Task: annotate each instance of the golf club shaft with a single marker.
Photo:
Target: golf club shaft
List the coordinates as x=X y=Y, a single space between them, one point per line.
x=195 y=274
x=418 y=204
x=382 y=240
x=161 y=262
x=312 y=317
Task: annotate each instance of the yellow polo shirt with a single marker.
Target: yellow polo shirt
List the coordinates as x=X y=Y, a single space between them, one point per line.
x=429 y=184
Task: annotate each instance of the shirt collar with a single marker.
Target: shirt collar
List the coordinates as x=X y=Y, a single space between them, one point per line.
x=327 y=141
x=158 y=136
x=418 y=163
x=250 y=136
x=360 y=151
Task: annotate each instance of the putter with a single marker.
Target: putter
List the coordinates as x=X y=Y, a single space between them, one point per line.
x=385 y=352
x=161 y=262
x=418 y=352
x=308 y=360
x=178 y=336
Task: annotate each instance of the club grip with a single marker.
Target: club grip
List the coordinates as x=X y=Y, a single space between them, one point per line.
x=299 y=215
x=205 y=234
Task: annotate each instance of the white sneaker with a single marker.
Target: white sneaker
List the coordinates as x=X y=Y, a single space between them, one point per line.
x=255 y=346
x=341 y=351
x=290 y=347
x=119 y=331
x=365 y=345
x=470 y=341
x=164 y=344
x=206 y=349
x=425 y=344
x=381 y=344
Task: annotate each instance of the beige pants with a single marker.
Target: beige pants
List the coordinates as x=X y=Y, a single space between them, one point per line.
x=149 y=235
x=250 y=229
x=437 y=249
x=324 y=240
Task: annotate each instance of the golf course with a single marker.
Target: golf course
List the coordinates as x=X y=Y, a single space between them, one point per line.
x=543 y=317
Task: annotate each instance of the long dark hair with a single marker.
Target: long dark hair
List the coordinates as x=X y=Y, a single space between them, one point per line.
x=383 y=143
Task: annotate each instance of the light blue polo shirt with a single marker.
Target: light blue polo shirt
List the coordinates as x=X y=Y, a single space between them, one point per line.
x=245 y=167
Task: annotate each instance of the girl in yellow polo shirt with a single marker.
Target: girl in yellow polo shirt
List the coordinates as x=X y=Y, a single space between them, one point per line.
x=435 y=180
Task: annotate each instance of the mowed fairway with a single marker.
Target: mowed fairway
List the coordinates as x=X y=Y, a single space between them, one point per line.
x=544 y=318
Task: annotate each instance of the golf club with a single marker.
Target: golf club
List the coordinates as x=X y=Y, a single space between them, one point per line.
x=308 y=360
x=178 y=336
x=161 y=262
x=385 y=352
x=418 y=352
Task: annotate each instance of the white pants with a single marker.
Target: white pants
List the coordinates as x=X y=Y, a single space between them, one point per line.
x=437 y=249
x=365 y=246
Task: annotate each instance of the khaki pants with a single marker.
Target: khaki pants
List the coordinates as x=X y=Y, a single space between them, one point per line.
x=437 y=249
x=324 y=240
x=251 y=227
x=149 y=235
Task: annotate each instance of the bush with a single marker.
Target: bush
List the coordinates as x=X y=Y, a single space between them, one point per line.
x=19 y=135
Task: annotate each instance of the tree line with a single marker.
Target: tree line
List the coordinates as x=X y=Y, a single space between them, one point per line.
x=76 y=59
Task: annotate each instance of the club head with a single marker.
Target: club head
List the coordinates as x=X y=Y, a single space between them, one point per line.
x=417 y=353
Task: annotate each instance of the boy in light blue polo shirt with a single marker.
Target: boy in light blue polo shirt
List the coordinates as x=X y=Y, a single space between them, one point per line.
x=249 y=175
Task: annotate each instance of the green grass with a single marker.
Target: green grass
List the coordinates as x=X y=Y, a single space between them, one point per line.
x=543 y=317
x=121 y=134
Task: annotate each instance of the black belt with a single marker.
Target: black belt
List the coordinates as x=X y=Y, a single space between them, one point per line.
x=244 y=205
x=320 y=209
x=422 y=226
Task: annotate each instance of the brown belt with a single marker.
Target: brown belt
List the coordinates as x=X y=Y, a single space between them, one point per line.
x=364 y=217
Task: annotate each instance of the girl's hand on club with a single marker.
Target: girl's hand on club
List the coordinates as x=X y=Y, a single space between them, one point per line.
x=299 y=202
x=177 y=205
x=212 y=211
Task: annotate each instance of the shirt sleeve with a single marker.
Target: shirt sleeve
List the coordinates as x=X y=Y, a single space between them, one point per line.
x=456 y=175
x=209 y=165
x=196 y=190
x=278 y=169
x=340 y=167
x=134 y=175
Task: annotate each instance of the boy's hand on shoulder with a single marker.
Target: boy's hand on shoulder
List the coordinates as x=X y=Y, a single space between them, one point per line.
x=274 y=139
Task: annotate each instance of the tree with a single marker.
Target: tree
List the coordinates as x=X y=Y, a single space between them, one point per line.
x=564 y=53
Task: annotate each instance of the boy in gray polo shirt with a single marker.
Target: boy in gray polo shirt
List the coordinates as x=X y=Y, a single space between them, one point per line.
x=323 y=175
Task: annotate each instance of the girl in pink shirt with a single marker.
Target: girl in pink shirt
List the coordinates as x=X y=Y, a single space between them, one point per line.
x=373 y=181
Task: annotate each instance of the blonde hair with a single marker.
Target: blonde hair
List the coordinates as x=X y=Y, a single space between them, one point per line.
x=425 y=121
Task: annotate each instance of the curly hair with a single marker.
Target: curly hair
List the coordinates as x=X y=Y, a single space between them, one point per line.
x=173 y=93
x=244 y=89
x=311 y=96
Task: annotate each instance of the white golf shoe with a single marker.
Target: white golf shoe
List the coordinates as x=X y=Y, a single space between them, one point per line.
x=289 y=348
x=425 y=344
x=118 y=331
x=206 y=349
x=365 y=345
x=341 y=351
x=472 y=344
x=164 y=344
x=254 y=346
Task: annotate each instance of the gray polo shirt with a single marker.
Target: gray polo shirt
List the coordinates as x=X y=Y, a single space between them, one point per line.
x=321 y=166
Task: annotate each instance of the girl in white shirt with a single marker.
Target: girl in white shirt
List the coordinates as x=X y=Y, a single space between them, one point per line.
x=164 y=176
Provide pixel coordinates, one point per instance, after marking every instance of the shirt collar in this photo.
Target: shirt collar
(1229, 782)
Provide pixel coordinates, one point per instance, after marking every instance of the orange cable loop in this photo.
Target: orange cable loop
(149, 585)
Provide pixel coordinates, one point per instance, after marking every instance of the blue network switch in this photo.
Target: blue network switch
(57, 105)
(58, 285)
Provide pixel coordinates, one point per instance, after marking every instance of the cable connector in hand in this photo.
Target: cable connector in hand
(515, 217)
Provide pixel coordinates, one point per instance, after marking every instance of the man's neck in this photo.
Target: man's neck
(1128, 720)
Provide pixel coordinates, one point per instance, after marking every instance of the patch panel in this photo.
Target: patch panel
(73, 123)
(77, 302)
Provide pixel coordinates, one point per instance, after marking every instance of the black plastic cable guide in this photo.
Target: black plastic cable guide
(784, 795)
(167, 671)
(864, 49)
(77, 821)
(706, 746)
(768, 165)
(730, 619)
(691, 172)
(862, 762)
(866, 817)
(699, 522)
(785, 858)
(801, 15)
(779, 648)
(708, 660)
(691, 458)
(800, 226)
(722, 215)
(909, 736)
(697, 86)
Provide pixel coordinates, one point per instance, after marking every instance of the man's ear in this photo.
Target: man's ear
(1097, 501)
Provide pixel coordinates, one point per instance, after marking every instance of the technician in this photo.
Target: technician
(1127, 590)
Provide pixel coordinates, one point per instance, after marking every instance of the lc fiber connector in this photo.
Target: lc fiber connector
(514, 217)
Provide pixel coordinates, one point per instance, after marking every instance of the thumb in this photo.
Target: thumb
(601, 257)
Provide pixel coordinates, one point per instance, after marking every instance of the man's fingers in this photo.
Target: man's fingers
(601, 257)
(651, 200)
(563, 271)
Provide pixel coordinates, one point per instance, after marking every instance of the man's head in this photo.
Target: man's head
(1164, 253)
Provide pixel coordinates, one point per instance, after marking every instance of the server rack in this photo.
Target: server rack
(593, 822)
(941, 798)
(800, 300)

——

- _Required work_
Express the records as a numbered list, leaving out blank lines, starting at the beginning of the records and ending at the line that contains "x=381 y=344".

- _Output of the exercise_
1. Task: annotate each instance of the golf club shaft with a single marker.
2. Photo:
3. Target: golf club shaft
4. List the coordinates as x=X y=Y, a single space between them, one point per line.
5. x=195 y=274
6. x=418 y=204
7. x=382 y=240
8. x=161 y=262
9. x=312 y=317
10. Task: annotate each instance of the yellow polo shirt with a single marker.
11. Target: yellow polo shirt
12. List the coordinates as x=X y=Y, a single space between them, one point per line.
13. x=429 y=184
14. Task: annotate each instance of the shirt collar with a single marker.
15. Target: shirt collar
16. List the coordinates as x=X y=Y, a single space between them, one point per line.
17. x=327 y=141
18. x=158 y=136
19. x=418 y=163
20. x=250 y=136
21. x=360 y=151
22. Task: annotate each instance of the putter with a single marker.
23. Target: putter
24. List the coordinates as x=X y=Y, a single space between them, one point per line.
25. x=385 y=352
26. x=161 y=262
27. x=418 y=352
28. x=308 y=360
29. x=178 y=336
30. Task: annotate each instance of the club grip with a single marker.
31. Target: club grip
32. List the coordinates as x=X y=Y, a single space between them, one point per line.
33. x=299 y=215
34. x=205 y=234
35. Task: annotate each instance of the white sneaker with a single marker.
36. Target: white sneaker
37. List the coordinates as x=X y=Y, a single space between them, one point per line.
38. x=255 y=346
39. x=341 y=351
40. x=290 y=347
41. x=119 y=331
42. x=365 y=345
43. x=470 y=341
44. x=164 y=344
45. x=206 y=349
46. x=425 y=344
47. x=381 y=344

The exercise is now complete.